▶ _Isi Tugas_:
**A.** Jawab pertanyaan berikut berdasarkan artikel tentang Roy Suryo.
(i) Siapa penulis artikel itu?
(ii) Jabatan apa yang pernah dipegang Roy Suryo pada era SBY?
(iii) Apa gambar yang diilustrasikan dalam meme yang di-repost Roy Suryo?
**B.** Tampilkan setiap baris entri yang memuat kata "person".

'Roy Suryo Dipenjara Bukan Karena Meme, Tapi Karena Membongkar Ijazah Jokowi?'
Oleh: Damai Hari Lubis
Pengamat KUHP (Kebijakan Umum Hukum dan Politik)
Jika publik melakukan kilas balik terhadap siapa saja yang pernah dilaporkan karena dianggap menista atau menghina individu, kelompok, atau golongan tertentu yang menimbulkan kebencian (hate speech) dan kemudian dapat dijerat dengan pasal penodaan agama berdasarkan KUHP jo. UU ITE, maka akan ditemukan sejumlah nama. Anehnya, banyak di antaranya justru tidak pernah sampai ke meja hijau.
Sebutlah nama-nama seperti Sukmawati, Ade Armando, Abu Janda (Permadi Arya), Denny Siregar, Yaqut, hingga Pendeta Gilbert.
Semua kasus mereka konon bisa “diselesaikan secara baik-baik”, entah melalui restorative justice, atau “fasilitas khusus” lain yang tak pernah transparan.
Namun mengapa perlakuan berbeda justru diterapkan pada Dr. Roy Suryo, mantan Menpora era SBY sekaligus pakar telematika dan IT, yang justru harus dipenjara terlebih dahulu sebelum divonis pengadilan?
Kasus yang menimpa Roy bermula dari repost meme sebuah stupa Buddha yang wajahnya diilustrasikan menyerupai Presiden Jokowi.

(Petikan dari kumpulan data)
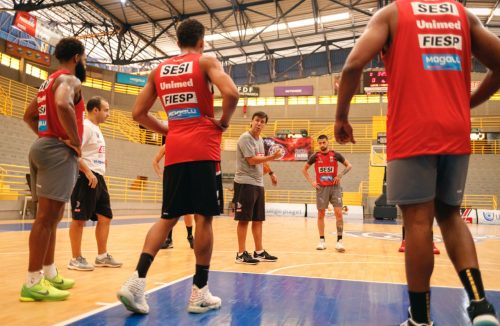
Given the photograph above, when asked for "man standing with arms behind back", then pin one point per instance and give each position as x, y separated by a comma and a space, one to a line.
328, 189
427, 54
56, 116
192, 181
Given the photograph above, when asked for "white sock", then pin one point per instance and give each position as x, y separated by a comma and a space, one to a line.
102, 256
50, 271
33, 278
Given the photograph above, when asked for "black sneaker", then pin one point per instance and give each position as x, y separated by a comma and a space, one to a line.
245, 258
264, 256
482, 313
168, 244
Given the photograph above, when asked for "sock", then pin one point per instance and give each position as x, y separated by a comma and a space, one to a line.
144, 263
102, 256
473, 284
200, 279
33, 278
420, 304
50, 271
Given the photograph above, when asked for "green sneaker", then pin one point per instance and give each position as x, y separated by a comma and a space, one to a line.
61, 283
42, 291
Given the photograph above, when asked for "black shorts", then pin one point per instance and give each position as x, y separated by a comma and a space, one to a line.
192, 188
86, 202
249, 202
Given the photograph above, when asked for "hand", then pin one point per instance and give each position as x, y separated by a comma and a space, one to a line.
218, 123
343, 132
77, 149
92, 179
274, 180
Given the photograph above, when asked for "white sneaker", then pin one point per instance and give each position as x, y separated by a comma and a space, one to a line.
321, 245
132, 295
340, 246
202, 300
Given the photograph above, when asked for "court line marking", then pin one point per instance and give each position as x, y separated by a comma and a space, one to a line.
115, 304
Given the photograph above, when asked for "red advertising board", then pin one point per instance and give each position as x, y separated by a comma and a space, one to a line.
292, 149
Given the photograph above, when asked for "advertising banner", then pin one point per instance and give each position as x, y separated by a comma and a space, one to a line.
292, 149
469, 215
485, 216
349, 212
293, 91
281, 209
133, 80
20, 51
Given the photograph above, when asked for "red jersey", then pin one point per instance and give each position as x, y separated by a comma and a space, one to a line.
48, 123
187, 98
428, 68
326, 168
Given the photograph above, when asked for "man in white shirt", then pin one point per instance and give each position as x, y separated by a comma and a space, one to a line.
90, 198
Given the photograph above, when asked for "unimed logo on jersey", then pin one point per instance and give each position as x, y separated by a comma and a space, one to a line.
447, 8
180, 98
440, 41
441, 62
177, 70
181, 114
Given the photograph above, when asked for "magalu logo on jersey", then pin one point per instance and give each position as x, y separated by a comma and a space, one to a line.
181, 114
42, 110
42, 125
177, 70
180, 98
440, 41
442, 62
447, 8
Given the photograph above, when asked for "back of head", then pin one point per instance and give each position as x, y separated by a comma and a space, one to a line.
189, 32
67, 48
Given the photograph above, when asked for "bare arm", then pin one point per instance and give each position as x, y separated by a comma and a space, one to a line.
143, 104
31, 115
67, 93
226, 86
156, 161
486, 48
369, 44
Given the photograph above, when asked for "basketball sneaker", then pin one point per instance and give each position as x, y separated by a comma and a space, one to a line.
107, 261
482, 313
321, 245
411, 322
245, 258
402, 247
42, 291
202, 300
435, 250
340, 246
264, 256
131, 294
80, 264
61, 283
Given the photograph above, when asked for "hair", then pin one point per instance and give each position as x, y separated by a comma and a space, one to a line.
94, 102
189, 32
260, 114
323, 137
67, 48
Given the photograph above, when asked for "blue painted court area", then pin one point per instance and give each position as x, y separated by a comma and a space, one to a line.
260, 299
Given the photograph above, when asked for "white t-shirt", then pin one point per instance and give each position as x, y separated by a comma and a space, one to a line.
93, 147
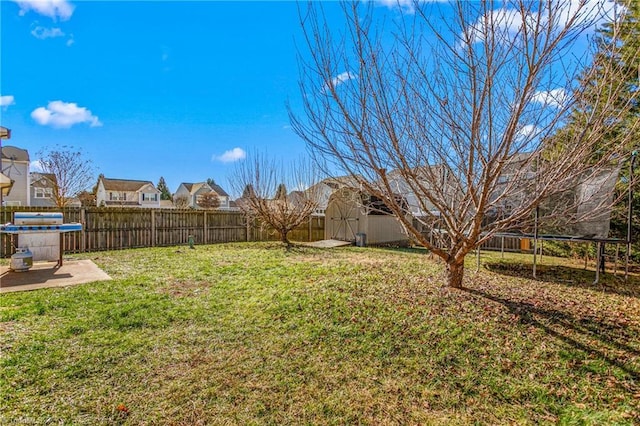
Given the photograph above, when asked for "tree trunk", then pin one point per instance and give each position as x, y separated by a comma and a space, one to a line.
455, 273
284, 239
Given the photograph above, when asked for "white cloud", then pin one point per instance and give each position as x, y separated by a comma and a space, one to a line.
508, 23
43, 32
405, 5
554, 98
341, 78
232, 155
64, 115
528, 131
505, 24
338, 80
597, 12
54, 9
36, 166
7, 100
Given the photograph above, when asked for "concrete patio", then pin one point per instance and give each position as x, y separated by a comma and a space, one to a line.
48, 275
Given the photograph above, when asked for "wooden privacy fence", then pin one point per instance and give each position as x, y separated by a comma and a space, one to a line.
121, 228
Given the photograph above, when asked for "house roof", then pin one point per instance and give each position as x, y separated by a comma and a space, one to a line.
14, 153
43, 179
124, 184
195, 187
218, 190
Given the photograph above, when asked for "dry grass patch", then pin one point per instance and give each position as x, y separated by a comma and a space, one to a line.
253, 334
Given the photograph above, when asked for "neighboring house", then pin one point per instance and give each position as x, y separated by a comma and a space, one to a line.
127, 193
323, 190
42, 189
15, 166
430, 179
193, 191
351, 211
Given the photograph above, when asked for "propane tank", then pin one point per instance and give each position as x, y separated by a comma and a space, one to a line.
22, 260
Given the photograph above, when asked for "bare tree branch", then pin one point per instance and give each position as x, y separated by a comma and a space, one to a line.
458, 106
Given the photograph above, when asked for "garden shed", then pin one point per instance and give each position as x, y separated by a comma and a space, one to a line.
353, 215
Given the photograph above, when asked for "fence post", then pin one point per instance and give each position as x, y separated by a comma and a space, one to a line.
83, 235
206, 228
153, 228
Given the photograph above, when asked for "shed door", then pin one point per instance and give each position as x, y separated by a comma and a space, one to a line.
344, 221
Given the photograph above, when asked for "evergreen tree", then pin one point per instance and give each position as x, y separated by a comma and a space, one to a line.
621, 43
165, 194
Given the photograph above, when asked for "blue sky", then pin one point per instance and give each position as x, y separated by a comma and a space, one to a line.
150, 89
154, 88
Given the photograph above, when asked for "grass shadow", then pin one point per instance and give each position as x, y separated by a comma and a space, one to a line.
597, 338
569, 276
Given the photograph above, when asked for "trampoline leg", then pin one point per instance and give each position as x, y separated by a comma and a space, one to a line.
599, 255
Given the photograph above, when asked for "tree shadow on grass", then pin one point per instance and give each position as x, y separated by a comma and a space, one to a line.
571, 277
597, 338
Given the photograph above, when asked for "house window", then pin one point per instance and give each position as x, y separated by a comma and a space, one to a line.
43, 193
117, 196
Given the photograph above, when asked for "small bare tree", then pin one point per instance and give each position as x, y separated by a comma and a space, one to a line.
263, 183
209, 201
73, 172
456, 107
181, 202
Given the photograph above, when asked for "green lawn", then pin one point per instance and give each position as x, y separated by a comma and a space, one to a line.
252, 334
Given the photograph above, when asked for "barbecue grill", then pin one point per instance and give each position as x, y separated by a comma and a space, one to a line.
34, 223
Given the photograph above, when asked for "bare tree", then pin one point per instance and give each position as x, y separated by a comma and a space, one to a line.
263, 183
181, 202
457, 105
209, 200
73, 172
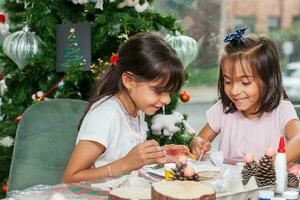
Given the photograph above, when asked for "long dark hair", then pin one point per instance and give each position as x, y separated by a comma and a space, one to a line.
260, 53
148, 57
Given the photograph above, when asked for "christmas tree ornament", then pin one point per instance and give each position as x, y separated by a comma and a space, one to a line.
37, 97
134, 3
58, 84
73, 53
265, 173
6, 141
249, 168
186, 47
1, 103
114, 59
2, 18
4, 187
19, 118
184, 96
20, 46
99, 4
248, 171
3, 87
293, 181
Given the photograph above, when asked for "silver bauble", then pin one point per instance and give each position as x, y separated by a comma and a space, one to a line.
20, 46
186, 48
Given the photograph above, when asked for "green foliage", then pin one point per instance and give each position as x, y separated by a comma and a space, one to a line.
202, 76
42, 18
288, 34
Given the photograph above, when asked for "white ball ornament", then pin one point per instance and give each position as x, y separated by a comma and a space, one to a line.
20, 46
186, 48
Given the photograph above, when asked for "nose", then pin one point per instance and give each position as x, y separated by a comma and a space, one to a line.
165, 98
235, 89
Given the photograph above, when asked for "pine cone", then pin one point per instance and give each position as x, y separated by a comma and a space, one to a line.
293, 181
248, 171
265, 173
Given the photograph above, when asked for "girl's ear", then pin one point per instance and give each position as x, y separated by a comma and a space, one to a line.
127, 79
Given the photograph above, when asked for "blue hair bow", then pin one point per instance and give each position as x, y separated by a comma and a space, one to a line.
235, 35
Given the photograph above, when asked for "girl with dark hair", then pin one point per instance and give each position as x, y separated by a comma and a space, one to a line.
253, 111
112, 133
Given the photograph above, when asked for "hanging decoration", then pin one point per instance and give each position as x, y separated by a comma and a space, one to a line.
100, 69
7, 141
4, 27
184, 96
186, 47
19, 118
3, 87
4, 187
58, 84
99, 3
73, 47
1, 116
20, 46
134, 3
37, 97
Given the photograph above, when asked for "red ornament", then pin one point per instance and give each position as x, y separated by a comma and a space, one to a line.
18, 119
184, 96
114, 59
2, 18
4, 187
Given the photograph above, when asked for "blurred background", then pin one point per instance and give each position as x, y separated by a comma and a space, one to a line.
208, 21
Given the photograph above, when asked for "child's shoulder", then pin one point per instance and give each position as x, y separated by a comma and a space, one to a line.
284, 104
218, 106
105, 104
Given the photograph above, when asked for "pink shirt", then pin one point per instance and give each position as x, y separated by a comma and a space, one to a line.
239, 135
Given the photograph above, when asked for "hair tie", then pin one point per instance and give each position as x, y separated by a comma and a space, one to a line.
235, 35
114, 59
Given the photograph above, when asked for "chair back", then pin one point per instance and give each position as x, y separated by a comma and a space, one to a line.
44, 141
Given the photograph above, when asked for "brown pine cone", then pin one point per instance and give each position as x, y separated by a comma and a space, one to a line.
248, 171
265, 173
293, 181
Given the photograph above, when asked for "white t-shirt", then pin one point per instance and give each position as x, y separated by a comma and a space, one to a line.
109, 124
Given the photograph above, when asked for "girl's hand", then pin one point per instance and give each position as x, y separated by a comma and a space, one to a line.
175, 152
199, 146
148, 152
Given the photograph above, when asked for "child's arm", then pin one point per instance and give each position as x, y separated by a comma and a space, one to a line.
201, 143
292, 130
86, 152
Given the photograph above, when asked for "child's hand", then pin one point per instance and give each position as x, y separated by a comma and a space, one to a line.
199, 146
148, 152
174, 152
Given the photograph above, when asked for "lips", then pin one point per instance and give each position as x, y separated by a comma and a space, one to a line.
240, 101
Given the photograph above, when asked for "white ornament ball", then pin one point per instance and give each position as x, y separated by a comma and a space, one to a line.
20, 46
186, 48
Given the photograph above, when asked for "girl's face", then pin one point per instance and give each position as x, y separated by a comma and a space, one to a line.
243, 89
147, 98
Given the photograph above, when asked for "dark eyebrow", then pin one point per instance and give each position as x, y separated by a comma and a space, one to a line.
244, 76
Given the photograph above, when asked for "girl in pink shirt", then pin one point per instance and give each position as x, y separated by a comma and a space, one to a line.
253, 110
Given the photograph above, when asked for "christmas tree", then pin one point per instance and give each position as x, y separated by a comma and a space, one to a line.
111, 23
73, 54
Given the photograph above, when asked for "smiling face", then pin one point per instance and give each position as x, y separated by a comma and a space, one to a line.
147, 96
242, 87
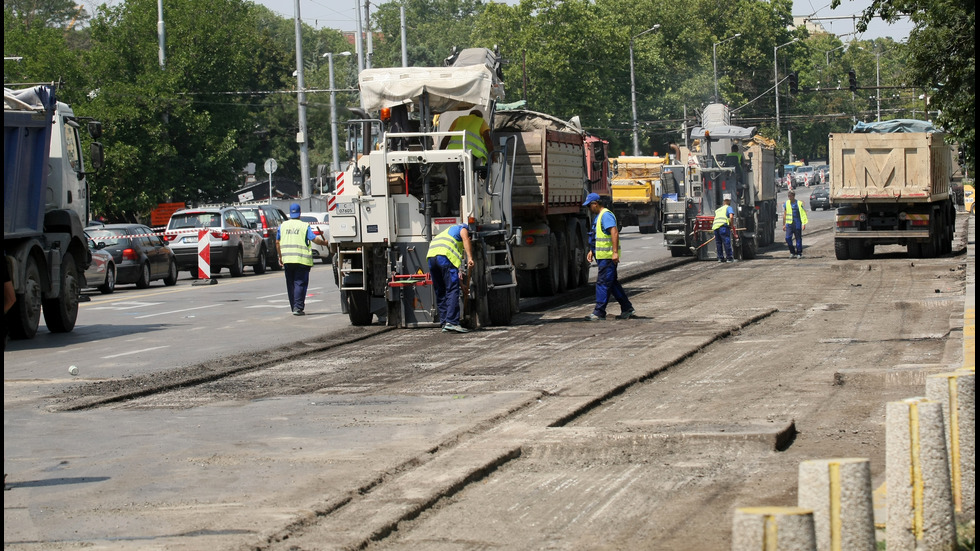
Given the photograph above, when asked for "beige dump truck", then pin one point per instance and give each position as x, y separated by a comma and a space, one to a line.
890, 183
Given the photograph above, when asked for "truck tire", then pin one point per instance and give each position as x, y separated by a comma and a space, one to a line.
548, 278
61, 312
359, 308
26, 313
855, 249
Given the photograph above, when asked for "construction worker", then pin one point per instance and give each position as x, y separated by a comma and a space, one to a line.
604, 248
293, 247
722, 226
477, 138
794, 222
445, 257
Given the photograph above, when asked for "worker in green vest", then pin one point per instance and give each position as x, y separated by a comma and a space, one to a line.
446, 255
293, 246
722, 226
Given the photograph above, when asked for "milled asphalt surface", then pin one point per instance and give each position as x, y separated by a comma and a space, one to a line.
65, 489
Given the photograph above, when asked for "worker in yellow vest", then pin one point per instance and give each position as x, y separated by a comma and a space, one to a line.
722, 226
293, 246
604, 248
446, 255
794, 222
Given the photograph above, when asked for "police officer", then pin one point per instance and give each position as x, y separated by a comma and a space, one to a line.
445, 257
794, 222
722, 226
604, 243
293, 246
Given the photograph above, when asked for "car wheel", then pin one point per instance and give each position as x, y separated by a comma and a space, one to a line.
144, 280
110, 280
238, 267
171, 278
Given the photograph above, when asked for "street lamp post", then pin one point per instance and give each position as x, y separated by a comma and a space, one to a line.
636, 130
333, 111
775, 80
714, 58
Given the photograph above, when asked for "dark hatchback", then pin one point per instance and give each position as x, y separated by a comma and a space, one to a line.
141, 256
266, 220
820, 198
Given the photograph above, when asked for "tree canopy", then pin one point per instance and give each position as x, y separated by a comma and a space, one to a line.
226, 96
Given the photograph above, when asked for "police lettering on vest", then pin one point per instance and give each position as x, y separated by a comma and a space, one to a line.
448, 245
293, 243
603, 240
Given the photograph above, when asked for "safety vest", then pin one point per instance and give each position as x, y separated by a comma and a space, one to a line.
789, 212
721, 217
603, 240
448, 246
293, 244
473, 127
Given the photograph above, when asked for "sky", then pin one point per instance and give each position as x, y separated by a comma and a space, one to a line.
340, 14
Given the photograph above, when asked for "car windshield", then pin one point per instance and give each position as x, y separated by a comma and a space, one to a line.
195, 220
115, 236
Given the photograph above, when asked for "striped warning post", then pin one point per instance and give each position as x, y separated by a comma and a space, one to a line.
839, 493
204, 259
773, 529
956, 392
332, 200
920, 501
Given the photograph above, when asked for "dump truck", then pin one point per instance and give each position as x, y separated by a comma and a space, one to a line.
405, 184
556, 165
636, 191
45, 201
891, 185
711, 172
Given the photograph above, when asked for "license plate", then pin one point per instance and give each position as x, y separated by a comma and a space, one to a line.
345, 208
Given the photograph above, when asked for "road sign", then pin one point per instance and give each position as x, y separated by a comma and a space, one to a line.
270, 166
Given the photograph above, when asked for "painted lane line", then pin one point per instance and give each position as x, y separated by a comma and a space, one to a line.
131, 352
176, 311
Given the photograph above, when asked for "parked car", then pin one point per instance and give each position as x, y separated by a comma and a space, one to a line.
822, 174
820, 198
803, 176
320, 222
141, 256
101, 272
234, 241
266, 220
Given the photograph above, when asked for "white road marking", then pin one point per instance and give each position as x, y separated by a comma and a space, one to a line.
131, 352
128, 305
176, 311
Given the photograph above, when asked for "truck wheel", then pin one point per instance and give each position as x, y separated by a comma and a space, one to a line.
61, 312
855, 249
27, 309
237, 267
144, 280
359, 308
499, 306
548, 276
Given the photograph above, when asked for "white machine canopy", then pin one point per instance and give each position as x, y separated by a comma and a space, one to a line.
448, 88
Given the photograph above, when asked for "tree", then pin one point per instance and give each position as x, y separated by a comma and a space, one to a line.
942, 58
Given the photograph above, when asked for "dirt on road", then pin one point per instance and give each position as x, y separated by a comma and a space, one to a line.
555, 433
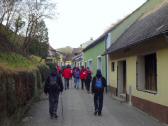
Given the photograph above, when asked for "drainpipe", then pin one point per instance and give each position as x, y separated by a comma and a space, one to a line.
106, 62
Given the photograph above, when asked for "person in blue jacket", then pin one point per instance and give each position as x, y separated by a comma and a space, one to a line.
53, 87
98, 87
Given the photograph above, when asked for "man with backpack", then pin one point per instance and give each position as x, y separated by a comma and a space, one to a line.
83, 76
88, 79
98, 86
53, 87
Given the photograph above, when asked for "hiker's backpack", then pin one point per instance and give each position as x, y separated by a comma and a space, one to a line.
99, 84
77, 74
53, 84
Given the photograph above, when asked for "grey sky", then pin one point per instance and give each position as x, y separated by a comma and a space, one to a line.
79, 20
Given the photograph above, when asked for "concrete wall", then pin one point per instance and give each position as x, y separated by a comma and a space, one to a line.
162, 78
93, 53
17, 89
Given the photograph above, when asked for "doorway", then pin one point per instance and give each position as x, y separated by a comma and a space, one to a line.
122, 74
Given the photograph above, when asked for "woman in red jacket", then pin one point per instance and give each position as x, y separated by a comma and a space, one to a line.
67, 74
83, 76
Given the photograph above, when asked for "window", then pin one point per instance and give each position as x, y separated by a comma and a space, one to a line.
113, 66
147, 72
99, 63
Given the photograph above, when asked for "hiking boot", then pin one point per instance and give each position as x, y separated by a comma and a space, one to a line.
51, 116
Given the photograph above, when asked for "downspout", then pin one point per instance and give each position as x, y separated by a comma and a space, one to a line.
107, 78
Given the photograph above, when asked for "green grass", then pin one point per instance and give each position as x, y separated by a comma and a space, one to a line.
16, 61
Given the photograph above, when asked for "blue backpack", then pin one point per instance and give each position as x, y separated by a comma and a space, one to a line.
99, 84
77, 74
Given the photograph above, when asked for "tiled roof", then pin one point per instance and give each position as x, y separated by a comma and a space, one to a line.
148, 26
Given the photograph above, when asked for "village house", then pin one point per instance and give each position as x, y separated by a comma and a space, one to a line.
138, 59
93, 55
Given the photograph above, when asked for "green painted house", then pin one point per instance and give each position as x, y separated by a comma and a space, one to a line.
93, 55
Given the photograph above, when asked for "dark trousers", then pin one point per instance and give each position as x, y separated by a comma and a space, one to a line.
98, 102
88, 84
82, 84
53, 103
66, 83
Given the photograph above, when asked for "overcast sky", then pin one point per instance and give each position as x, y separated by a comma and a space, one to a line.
79, 20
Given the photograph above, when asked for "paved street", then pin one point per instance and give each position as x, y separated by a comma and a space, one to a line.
78, 109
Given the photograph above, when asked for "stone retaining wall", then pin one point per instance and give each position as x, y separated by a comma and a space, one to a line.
17, 89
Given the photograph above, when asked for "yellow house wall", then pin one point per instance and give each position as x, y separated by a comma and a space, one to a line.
161, 97
113, 75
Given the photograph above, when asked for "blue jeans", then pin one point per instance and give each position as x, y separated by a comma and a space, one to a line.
98, 102
66, 83
53, 103
77, 82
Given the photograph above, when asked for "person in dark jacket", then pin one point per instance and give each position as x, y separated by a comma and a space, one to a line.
53, 87
67, 74
83, 77
98, 87
88, 79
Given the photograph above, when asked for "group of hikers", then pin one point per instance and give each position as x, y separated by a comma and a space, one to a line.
54, 85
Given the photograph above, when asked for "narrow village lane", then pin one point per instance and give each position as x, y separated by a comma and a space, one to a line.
78, 109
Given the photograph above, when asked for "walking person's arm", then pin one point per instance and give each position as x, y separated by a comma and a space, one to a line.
46, 86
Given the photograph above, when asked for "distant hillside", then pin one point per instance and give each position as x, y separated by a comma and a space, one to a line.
5, 45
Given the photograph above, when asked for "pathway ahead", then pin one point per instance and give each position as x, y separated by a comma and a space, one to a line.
78, 109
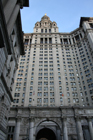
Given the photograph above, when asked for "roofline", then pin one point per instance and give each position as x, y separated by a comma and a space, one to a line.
85, 19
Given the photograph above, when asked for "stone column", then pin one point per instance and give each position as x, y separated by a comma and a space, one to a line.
31, 128
17, 129
8, 9
65, 134
90, 128
79, 129
13, 18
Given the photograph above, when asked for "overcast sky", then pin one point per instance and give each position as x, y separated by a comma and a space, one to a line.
66, 13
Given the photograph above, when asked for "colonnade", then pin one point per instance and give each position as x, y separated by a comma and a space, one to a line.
64, 128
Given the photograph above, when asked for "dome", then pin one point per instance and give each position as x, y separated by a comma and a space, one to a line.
45, 17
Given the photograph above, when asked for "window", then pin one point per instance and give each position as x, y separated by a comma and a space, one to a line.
49, 30
41, 30
30, 99
30, 94
45, 30
22, 100
23, 95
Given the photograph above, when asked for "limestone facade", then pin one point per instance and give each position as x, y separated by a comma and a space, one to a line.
53, 88
67, 123
11, 46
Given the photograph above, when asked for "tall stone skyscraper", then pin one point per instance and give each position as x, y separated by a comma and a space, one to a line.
11, 47
53, 88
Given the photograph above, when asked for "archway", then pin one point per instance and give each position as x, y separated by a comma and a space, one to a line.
45, 134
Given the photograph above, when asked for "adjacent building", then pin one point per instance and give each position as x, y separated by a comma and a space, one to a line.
11, 46
53, 88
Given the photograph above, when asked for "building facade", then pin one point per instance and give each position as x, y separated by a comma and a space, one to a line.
11, 46
53, 88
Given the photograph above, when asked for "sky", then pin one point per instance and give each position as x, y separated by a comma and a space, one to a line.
66, 13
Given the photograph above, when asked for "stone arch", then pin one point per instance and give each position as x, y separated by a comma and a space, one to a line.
39, 125
46, 133
47, 119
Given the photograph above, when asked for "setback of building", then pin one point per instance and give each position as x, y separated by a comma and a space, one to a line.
53, 88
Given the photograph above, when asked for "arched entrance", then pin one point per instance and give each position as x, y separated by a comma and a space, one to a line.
45, 134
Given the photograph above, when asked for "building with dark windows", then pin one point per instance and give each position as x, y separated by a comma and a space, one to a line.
11, 46
53, 88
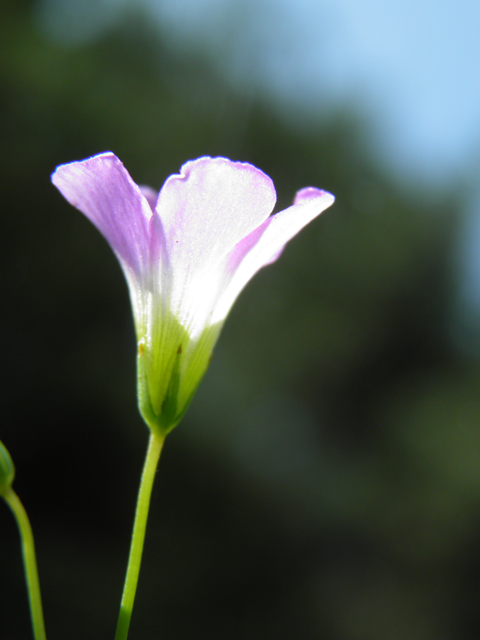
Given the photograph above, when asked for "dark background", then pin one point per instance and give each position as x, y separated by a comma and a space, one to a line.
325, 482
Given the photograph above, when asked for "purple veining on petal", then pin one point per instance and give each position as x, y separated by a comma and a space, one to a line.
265, 244
210, 207
102, 189
150, 194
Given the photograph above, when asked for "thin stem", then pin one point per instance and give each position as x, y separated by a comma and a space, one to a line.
29, 562
155, 445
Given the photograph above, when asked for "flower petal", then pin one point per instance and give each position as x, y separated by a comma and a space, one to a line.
103, 190
264, 245
209, 207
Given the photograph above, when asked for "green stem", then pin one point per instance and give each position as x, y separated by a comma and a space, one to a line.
155, 445
29, 562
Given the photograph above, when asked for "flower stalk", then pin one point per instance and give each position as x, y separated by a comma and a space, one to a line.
154, 450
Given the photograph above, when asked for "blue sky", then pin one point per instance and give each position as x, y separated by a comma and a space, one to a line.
410, 66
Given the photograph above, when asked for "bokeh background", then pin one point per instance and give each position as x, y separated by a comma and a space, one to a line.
325, 483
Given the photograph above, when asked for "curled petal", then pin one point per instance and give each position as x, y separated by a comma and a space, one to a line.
264, 245
103, 190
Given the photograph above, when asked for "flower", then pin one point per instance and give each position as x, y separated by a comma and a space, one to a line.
186, 254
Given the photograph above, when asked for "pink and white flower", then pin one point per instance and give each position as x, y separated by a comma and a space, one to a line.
186, 253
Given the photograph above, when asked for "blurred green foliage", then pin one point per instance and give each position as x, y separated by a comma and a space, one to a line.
326, 480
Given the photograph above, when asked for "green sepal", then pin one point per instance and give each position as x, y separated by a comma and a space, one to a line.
7, 469
169, 370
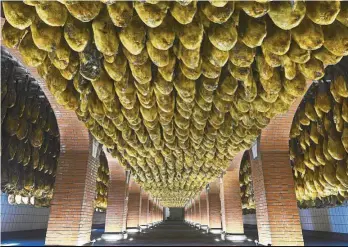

▶ _Jawaban per Tugas_:
**A.**
(i) Damai Hari Lubis.
(ii) Menpora.
(iii) Sebuah stupa Buddha yang wajahnya diilustrasikan menyerupai Presiden Jokowi.

**B.**
Given the photograph above, when asked for "person in blue jacket", then pin one point per instance and give each position as x, y separated by a comma and a space, one to a line.
Given the photograph above, when asked for "person in dark jacket", then pin one point per instance and give each position as x, y separated by a comma and a space, one to a line.
Given the photograph above, when asked for "walking person's arm", then pin one point per instance and give each position as x, y separated by a comma and a space, one to a line.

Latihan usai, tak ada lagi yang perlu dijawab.